**Written instruction**.
Reproduce every one of the lines below verbatim, with no alteration.

— START Provided data —

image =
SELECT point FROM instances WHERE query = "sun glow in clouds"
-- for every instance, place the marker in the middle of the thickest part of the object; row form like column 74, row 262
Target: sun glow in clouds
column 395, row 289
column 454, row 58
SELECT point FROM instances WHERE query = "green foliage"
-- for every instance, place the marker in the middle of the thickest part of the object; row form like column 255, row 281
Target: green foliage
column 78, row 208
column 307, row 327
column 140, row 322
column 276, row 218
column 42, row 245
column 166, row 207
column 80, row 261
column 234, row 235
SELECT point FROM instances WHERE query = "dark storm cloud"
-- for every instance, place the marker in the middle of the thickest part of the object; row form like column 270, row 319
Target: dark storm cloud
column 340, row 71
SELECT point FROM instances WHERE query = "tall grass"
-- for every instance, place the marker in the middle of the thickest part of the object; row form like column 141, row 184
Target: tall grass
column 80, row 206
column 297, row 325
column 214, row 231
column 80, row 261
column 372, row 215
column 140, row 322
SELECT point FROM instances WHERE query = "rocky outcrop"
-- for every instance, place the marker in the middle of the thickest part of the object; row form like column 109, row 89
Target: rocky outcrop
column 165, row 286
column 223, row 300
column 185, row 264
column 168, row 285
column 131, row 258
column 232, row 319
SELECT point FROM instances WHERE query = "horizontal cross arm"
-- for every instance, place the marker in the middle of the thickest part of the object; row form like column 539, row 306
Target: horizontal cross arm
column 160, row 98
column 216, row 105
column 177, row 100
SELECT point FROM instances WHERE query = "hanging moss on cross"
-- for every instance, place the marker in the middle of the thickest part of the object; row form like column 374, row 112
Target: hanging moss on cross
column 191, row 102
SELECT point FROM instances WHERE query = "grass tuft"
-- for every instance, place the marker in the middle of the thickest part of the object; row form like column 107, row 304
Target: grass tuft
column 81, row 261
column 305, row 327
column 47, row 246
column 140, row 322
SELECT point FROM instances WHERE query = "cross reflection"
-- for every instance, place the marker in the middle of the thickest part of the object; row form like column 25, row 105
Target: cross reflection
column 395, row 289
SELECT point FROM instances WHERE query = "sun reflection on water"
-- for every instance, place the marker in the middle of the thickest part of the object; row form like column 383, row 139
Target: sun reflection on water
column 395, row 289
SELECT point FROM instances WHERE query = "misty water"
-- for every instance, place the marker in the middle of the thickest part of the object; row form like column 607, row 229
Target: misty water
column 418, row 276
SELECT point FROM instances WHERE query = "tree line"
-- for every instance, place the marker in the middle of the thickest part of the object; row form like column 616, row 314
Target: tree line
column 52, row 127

— END Provided data —

**Completed task**.
image =
SELECT point FROM instances WHERE query = "sun glow in clouds"
-- for every instance, place the marker in the middle of the thickest part of the object; row form like column 74, row 262
Target: sun glow in clouds
column 395, row 289
column 454, row 58
SELECT point FROM instances WHERE query = "green foliage"
-- for every instance, place the marker in the middle of the thickest part of the object; row form like column 255, row 281
Target: green foliage
column 78, row 208
column 307, row 327
column 140, row 322
column 276, row 218
column 42, row 245
column 166, row 207
column 80, row 261
column 234, row 235
SELECT point FROM instances WHERE query = "dark storm cloud"
-- for every instance, place the marker in the middle of the thickest part of the object; row form like column 270, row 319
Target: dark storm cloud
column 340, row 71
SELECT point FROM instances WHERE query = "tall grass"
-- for every instance, place the marker in the middle of the thickest part of the object; row form like column 141, row 184
Target: tall grass
column 80, row 206
column 297, row 325
column 214, row 231
column 80, row 261
column 372, row 215
column 140, row 322
SELECT point FROM instances WHERE query = "rocky outcrop"
-- for every instance, place the marker in the middle of the thickest part of the object; row form like column 109, row 89
Target: rocky outcrop
column 165, row 286
column 223, row 300
column 185, row 264
column 168, row 285
column 131, row 258
column 232, row 319
SELECT point FROM instances WHERE query = "horizontal cross arm"
-- for every instance, place the marker in the middle of the thickest part of the object; row form like column 539, row 306
Target: horizontal cross arm
column 160, row 98
column 216, row 105
column 177, row 100
SELECT point FROM instances WHERE query = "hanging moss on cross"
-- for every instance, place the marker in the middle of the thickest part of the object; row form like column 374, row 112
Target: hanging moss on cross
column 191, row 102
SELECT point FROM instances WHERE query = "grass tuft"
-- for every instance, place the marker in the middle of the thickest part of the object; row form like column 107, row 304
Target: grass tuft
column 81, row 261
column 305, row 327
column 47, row 246
column 140, row 322
SELECT point FROM instances WHERE query = "cross reflection"
-- for every instance, place the marker in the middle of the thickest part of the object; row form like column 25, row 105
Target: cross reflection
column 395, row 289
SELECT point FROM instances WHERE query = "sun reflection on water"
-- for every instance, place the marker in the middle of the thickest part of the object; row form like column 383, row 139
Target: sun reflection on water
column 395, row 289
SELECT point FROM instances WHERE query = "misty water"
-- for every instance, place the marker in the middle of the thickest part of the object; row form like column 607, row 229
Target: misty water
column 418, row 276
SELECT point FROM instances WHERE query = "tree line"
-- for every instance, place the marker in the middle of the thickest part of the object; row form like column 616, row 314
Target: tree line
column 52, row 127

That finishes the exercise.